Please repeat, line for line, the stretch of the material below from the line containing "of the jacket" through the end of the material, including both ends.

━━━ THE RECORDS

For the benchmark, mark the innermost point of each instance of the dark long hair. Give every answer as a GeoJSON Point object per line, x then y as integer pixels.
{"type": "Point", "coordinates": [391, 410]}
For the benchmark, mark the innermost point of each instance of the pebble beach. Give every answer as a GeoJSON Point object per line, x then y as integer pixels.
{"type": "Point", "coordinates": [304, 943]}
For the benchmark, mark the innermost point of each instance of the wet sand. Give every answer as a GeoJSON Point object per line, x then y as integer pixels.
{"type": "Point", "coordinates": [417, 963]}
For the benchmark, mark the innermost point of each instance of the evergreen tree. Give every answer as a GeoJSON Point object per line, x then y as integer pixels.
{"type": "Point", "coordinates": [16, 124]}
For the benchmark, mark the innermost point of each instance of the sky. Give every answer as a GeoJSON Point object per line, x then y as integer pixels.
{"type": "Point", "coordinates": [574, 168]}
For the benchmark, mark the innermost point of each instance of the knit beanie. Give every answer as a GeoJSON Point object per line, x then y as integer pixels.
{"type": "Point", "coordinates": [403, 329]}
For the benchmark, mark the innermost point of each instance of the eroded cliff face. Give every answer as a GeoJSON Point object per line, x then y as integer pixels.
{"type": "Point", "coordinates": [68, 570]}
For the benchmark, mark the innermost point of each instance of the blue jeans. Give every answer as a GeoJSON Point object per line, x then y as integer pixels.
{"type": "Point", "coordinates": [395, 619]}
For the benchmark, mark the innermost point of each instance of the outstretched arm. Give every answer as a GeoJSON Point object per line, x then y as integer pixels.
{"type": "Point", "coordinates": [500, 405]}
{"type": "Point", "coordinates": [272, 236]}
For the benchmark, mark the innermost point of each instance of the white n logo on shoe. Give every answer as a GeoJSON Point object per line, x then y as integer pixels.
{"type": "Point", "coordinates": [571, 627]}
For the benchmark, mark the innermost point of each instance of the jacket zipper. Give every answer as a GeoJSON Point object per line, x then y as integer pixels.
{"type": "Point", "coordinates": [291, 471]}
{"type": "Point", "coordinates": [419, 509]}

━━━━━━

> **WRITTEN ANSWER**:
For the benchmark, mark the innermost point of each instance of the jacket zipper. Give every answer as a GeoJSON Point object per line, x then y as integer pixels.
{"type": "Point", "coordinates": [291, 471]}
{"type": "Point", "coordinates": [419, 509]}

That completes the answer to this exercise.